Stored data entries
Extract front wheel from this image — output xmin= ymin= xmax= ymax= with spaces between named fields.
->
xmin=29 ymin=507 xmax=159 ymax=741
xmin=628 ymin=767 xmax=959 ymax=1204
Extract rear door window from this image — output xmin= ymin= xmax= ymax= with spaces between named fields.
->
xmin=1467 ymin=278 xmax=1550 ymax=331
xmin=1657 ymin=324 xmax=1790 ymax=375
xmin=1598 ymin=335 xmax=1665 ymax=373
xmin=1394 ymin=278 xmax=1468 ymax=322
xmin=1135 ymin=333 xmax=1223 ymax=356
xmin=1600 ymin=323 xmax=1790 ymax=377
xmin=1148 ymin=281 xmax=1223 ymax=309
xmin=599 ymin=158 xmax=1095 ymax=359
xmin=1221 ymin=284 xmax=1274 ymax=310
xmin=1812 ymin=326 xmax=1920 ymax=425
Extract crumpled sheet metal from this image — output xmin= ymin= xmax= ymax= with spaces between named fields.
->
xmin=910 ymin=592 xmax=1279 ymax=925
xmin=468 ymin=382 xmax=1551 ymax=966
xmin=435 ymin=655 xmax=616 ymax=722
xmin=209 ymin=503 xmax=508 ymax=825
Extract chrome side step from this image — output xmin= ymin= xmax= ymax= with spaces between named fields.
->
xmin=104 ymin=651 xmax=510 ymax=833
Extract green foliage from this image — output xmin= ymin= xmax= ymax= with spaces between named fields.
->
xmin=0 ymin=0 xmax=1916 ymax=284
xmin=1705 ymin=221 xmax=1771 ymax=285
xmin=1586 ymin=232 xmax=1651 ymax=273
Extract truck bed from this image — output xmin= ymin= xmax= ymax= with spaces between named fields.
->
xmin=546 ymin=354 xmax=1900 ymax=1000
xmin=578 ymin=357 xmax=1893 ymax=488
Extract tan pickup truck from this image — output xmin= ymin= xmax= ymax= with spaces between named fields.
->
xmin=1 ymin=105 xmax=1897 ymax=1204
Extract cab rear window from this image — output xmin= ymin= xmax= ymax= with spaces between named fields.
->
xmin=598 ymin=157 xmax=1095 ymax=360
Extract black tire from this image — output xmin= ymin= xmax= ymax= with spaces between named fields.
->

• [TASK] Filter the entries above down to the lines containing the word "window".

• [ANSWER BOX]
Extract rear door window from this image — output xmin= ymin= xmax= ymax= with spaces between named fields.
Extract cab rear window from this image — output xmin= ymin= xmax= ymax= with spaces between named fields.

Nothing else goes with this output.